DOCUMENT EXTRACT:
◆ ◆ ◆

Our daughter was three years old and just starting to stabilize from chronic conditions. Her breathing was so difficult back then that she was on steroids for over a year. She’d been so sick her first year she had been almost vegetable-like. Her thyroid was off. She didn’t have one doctor, she had four, plus three therapists, a nutritionist, and one early intervention advocate.
And, right.
Me.
We were at the local grocery store. My eight year old was walking along the cart and our three year old was in the child seat, laughing and oblivious at what was to come. A woman, who at the time looked to be in her seventies, grabbed my wrist. She said,
“You are killing that child.”
I knew exactly where this trip was going.
Our daughter, then, and even now, as her diagnoses multiply, is obese.
“I am a nurse, and I’m telling you, you’re killing this child. You are giving her diabetes.”
While she is arguing, I try to interfere. “You only see a small part of the puzzle.”
Another thing I tried to say: “She has a team of doctors.”
Then there was, “We are working on her together.”
The woman would not stop and a crowd started to gather. Over and over she reminded me she was a nurse, and that my child was fat because of me. It didn’t matter how many times I told her there were several health issues in place that we were working on.
Finally, I’d had enough.
“M’am? Do you know Jesus? Because the way you’re treating me, I’m inclined to think you don’t. Let me tell you, I do know Him. And when I was pregnant with this miracle, He promised me she would be an overcomer. And I stand on that promise. Good day.”
I shook my hand to rid of her grip and got out of there as fast as I could.
That experience rocked me so hard I still tear up from anger when I dwell on it. Okay, like right now.
What that “nurse” failed to consider was my eight year old. We got home and he asked me if his sister was going to die. Because what that seventy-something “nurse” didn’t know was when his sister was three months old, she was prescribed the wrong dose of a medicine she never should have been prescribed. Her pulse was gray when we arrived at the hospital and we were told by other “great” nurses that we’d probably be planning a funeral, not taking her home. So to hear “die-abetes,” imagine what was going through his young mind.

◆ ◆ ◆

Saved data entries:
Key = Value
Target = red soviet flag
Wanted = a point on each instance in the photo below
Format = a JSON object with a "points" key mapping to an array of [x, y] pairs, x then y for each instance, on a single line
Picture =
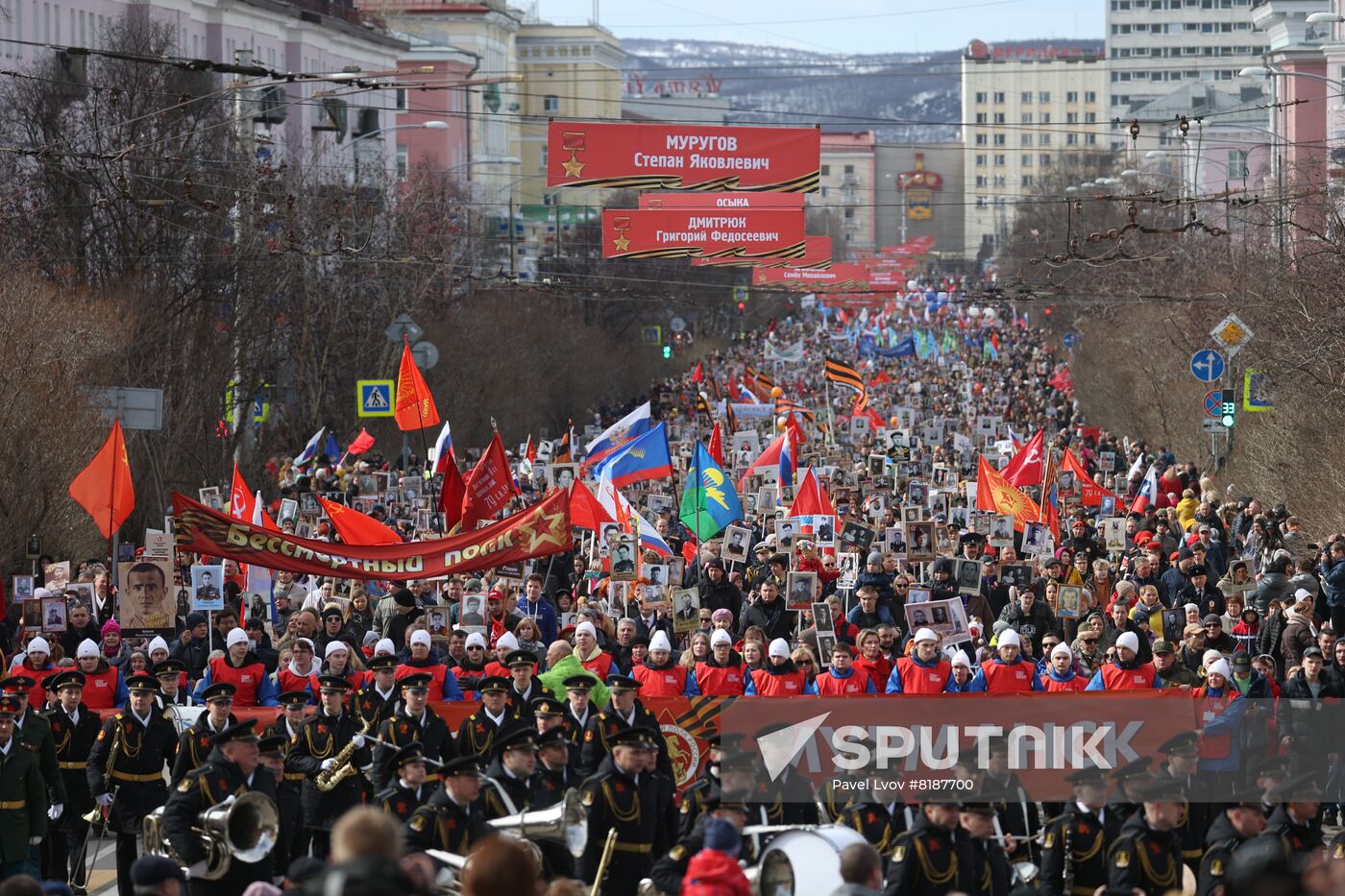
{"points": [[355, 527], [414, 406], [104, 487], [488, 486]]}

◆ ◆ ◆

Write what comes next in the text about the grocery store encounter with the "nurse," picking up after its last sentence.

That’s ignorance—to judge a situation and have the audacity to grab a stranger and go off on it. Yes, I still look up when I hear a crying child that won’t settle, but these days I wonder if they are on the autism spectrum or having a bad day or both and instead of thinking about a bratty family, I pray for them. Because I’ve been there.
One of the doctors on her team not long after that episode saw my two kids together, very drastic in weight, and asked if people say things. I started to cry and nodded. He told me I have to let it slide, that people are rude and don’t understand what we do. He explained that he has twins. One is very healthy and the other has issues that again, at face value are only part of the puzzle. They were at the mall and he walked away to get a pretzel. When he returned, his wife was crying. Someone went up to her, looked at the twins, and saw the second twin in a stroller when he was old enough to be walking by the stranger’s standards. The stranger looked the mom in the eye and asked, “What? Did you drop it on its head?”
I cry every time I think about ignorance like this. And then I get so angry. Invisible illness has so many facets to it. How dare we claim to know everything with a glance at a stranger?
But as a society, we do.
God, forgive us.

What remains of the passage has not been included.